(Excerpts from a dataset)
■ ■ ■ ■ ■ ■ ■
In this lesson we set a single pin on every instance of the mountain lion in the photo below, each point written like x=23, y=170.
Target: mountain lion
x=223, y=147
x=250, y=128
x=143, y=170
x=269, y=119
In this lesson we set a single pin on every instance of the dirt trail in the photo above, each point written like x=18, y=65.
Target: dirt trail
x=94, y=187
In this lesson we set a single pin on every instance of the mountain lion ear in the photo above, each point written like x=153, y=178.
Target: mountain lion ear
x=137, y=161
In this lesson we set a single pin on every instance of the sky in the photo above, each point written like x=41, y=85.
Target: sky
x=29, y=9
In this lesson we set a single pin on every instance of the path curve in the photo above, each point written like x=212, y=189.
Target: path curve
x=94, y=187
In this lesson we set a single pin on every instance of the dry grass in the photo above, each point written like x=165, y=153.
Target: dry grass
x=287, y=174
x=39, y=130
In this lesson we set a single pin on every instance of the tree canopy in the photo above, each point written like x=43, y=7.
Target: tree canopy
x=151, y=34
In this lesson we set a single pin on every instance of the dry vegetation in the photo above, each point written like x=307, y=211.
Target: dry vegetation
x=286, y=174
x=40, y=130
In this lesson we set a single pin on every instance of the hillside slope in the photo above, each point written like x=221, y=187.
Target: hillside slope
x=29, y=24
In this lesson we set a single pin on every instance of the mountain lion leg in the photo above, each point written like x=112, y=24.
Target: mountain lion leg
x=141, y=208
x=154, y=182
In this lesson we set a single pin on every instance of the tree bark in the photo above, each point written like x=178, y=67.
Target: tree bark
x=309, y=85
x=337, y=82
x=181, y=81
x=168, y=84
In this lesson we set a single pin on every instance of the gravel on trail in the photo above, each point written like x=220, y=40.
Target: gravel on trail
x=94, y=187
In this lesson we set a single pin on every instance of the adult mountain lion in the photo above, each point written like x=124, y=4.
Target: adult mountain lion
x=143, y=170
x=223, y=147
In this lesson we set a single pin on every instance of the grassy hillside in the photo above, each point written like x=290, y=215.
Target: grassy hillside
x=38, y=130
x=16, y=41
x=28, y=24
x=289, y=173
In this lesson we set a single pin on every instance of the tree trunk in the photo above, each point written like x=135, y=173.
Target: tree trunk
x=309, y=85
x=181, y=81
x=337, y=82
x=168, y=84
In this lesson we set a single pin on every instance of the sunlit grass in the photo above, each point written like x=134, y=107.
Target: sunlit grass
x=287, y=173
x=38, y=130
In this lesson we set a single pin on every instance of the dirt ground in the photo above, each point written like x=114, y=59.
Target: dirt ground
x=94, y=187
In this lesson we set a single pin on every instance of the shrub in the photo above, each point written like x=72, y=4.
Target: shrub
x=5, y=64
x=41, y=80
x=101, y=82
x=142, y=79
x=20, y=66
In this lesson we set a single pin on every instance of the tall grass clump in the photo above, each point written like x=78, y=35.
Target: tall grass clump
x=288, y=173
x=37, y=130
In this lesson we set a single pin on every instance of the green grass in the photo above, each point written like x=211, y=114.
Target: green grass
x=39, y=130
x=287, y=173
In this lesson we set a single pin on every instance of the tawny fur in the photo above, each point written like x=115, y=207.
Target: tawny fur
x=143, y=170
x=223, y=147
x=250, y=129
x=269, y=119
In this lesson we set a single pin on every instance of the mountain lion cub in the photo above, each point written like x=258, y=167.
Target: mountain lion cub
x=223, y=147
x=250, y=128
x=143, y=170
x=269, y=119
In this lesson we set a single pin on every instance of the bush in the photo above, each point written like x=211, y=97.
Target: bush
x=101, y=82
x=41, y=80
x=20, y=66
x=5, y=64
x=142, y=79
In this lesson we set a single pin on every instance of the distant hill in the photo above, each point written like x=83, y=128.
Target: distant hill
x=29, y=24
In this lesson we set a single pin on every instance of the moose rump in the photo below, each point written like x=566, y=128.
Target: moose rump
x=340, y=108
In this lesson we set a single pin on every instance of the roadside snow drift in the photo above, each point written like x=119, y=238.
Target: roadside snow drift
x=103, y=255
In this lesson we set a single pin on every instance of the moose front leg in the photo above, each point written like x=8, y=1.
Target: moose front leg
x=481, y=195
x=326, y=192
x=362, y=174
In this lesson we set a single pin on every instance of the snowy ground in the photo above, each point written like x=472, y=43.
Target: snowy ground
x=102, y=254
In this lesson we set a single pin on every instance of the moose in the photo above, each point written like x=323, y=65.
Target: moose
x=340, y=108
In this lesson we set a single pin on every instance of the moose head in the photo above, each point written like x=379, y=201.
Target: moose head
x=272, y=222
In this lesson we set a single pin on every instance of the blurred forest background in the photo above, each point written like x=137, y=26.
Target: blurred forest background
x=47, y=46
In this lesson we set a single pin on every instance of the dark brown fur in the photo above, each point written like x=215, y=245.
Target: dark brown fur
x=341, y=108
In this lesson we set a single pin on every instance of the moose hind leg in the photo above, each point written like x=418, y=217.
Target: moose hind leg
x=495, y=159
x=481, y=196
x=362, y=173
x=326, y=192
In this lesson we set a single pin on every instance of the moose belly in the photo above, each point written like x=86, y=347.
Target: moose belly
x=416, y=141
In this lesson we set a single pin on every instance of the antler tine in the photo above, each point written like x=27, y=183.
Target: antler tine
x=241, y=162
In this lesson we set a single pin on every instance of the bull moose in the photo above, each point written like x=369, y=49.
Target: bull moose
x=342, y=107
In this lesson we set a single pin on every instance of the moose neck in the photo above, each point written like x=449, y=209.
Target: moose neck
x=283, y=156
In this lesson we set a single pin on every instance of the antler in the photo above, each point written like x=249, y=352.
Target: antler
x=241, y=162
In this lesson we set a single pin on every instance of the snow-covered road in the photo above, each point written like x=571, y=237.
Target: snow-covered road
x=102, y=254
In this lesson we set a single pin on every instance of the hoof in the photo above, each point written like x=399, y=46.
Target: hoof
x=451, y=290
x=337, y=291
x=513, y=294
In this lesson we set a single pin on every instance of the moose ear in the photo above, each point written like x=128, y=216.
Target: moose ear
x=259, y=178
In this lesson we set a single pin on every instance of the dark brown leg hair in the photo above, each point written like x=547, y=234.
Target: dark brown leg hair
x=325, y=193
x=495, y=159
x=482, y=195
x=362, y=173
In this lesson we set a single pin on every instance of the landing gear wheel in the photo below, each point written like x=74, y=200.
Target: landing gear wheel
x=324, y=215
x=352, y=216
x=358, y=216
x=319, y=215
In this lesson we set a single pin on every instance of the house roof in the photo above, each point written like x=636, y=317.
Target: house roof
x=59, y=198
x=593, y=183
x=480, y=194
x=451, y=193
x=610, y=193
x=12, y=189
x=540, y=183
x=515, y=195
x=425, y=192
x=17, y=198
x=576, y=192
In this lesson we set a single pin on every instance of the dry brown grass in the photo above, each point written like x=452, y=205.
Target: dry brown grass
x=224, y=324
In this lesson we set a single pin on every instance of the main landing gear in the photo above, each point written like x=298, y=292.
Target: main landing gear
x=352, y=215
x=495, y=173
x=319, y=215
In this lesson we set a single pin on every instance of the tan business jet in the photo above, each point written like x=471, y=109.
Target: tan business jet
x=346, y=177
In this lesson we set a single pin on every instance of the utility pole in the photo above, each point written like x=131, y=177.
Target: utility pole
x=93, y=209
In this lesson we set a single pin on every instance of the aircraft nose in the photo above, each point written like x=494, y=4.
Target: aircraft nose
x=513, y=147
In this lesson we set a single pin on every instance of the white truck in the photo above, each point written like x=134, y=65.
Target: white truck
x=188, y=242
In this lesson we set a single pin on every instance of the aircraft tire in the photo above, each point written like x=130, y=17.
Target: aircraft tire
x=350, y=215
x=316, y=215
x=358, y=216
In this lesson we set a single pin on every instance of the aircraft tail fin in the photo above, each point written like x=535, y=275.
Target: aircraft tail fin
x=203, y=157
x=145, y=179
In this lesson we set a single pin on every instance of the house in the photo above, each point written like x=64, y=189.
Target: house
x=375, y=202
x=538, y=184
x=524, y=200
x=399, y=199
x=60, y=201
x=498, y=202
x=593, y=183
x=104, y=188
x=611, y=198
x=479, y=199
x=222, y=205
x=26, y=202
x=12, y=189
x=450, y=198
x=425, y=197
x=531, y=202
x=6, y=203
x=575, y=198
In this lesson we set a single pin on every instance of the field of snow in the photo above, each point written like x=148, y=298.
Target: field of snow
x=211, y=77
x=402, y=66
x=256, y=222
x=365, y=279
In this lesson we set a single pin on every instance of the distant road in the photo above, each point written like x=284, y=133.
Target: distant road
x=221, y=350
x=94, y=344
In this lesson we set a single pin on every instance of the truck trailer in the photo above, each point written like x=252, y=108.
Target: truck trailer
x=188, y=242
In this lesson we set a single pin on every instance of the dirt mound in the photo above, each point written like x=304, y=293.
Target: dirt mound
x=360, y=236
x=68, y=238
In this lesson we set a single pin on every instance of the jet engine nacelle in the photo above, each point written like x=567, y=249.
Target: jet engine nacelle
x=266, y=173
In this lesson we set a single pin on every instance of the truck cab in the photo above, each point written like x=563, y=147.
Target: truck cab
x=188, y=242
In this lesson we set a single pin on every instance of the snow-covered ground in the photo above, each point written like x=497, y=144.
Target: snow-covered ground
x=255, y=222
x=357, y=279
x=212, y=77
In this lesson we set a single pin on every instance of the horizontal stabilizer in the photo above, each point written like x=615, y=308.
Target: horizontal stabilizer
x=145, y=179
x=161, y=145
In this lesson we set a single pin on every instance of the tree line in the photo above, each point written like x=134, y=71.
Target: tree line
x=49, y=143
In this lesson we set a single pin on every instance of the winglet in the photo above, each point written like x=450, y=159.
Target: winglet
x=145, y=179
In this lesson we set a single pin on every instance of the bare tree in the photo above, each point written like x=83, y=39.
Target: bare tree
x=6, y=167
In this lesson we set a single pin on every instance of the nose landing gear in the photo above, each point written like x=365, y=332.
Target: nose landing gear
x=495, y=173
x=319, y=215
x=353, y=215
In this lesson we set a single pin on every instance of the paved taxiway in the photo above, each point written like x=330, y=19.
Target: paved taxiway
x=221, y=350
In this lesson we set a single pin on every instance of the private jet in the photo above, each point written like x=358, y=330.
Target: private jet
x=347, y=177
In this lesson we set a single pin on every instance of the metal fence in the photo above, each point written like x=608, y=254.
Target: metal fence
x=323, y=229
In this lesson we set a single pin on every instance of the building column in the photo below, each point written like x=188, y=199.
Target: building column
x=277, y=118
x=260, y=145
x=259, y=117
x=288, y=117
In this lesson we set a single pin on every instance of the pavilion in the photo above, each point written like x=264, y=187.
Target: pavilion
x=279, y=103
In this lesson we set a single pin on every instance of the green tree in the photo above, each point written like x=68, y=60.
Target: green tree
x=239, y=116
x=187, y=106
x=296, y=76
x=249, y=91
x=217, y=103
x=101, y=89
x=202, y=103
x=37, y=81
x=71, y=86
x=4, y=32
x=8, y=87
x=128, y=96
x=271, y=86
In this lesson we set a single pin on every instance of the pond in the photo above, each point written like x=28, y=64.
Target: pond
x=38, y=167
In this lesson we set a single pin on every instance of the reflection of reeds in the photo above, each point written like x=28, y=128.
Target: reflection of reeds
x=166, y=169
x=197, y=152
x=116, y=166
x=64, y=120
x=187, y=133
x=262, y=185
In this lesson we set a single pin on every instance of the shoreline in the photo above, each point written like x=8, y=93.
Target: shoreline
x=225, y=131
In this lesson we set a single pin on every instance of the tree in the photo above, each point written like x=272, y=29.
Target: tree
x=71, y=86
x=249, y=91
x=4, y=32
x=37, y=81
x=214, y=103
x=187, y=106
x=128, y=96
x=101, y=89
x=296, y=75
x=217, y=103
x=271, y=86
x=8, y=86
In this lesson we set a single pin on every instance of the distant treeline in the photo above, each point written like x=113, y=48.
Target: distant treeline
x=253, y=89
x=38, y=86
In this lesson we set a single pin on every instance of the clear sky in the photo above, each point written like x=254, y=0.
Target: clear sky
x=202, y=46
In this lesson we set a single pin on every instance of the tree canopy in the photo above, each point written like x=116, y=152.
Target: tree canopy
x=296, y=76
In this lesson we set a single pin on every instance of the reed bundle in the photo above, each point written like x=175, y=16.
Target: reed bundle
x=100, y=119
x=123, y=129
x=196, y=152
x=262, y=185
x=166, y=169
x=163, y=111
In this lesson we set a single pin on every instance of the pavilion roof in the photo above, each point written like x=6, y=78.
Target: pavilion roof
■ ■ ■ ■ ■ ■ ■
_Problem_
Only the number is required: state how many lines of the entries hold the word "below".

_Solution_
4